> _WHAT IS ASKED_: Each record must be reproduced exactly as it is shown.

> _INPUT FOR THIS TASK_:
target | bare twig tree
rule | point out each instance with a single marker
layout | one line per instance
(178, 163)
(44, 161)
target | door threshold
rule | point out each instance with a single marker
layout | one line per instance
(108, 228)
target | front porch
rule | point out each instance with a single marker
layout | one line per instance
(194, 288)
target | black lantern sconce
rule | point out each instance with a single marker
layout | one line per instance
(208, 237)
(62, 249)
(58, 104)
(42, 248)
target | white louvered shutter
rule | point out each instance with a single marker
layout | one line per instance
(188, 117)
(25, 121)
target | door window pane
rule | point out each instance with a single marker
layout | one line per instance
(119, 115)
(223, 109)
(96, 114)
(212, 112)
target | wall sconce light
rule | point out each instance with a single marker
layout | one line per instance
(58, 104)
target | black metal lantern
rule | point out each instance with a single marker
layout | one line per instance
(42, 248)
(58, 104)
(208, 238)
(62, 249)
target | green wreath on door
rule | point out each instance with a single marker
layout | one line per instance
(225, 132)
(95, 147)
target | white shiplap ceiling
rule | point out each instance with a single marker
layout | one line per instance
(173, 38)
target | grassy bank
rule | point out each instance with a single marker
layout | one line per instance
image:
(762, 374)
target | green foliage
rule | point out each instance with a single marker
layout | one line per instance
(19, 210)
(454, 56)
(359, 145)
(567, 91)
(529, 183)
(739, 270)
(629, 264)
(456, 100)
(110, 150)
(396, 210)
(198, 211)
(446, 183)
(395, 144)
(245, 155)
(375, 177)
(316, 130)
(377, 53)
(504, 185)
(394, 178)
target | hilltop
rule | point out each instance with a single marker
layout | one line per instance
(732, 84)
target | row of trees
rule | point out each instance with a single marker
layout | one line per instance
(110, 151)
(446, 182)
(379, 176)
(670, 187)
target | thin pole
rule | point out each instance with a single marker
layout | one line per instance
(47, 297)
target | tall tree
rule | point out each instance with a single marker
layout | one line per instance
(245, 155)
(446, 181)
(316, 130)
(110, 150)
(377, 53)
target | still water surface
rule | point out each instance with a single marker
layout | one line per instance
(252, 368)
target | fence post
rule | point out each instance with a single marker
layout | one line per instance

> _ANSWER TO THIS TASK_:
target | bare twig tree
rule | point out each instance with a single marker
layout | one line per instance
(178, 163)
(44, 161)
target | door threshold
rule | point out each instance with a single marker
layout | one line per instance
(108, 228)
target | front porch
rule | point out each instance with a single marker
layout | one line per instance
(194, 288)
target | black lantern sconce
rule | point out each instance with a single marker
layout | one line per instance
(208, 237)
(62, 249)
(58, 104)
(42, 248)
target | white louvered shutter
rule | point out each instance with a single marker
layout | one line per instance
(188, 117)
(25, 121)
target | door window pane
rule | point out each instance with a single marker
layout | one line per instance
(119, 115)
(223, 109)
(96, 114)
(212, 112)
target | wall sconce light
rule | point out each instance with a single marker
layout | one line per instance
(58, 104)
target | black metal lantern
rule | point out each instance with a single marker
layout | one line per instance
(42, 248)
(58, 104)
(208, 238)
(62, 249)
target | green wreath on door
rule | point out each instance with a single marker
layout | one line per instance
(225, 132)
(95, 147)
target | white shiplap ceiling
rule | point out each instance with a single marker
layout | one line per instance
(173, 38)
target | grassy bank
rule | point out each instance with a single marker
layout | one line per instance
image:
(762, 374)
target | green foliage
rule | point out each instance with a single marker
layout | one line per instance
(19, 210)
(454, 56)
(359, 145)
(567, 91)
(529, 183)
(739, 270)
(629, 264)
(456, 100)
(110, 150)
(396, 210)
(198, 211)
(446, 183)
(395, 144)
(245, 155)
(375, 177)
(316, 130)
(377, 53)
(504, 185)
(394, 178)
target | hilltop
rule | point out each instance with a single marker
layout | one line per instance
(732, 84)
target | row of trees
rule | point out each instance with a single marker
layout | one line per instance
(110, 151)
(446, 182)
(379, 176)
(670, 187)
target | thin pole
rule | point out each instance with a single marker
layout | one line per instance
(47, 297)
target | tall tree
rule | point out each instance with a single marker
layout | one line per instance
(245, 155)
(446, 181)
(316, 130)
(110, 150)
(377, 53)
target | still water surface
rule | point out each instance with a single marker
layout | one line per instance
(252, 368)
target | fence post
rule | point out each instance with a single marker
layout | one line per instance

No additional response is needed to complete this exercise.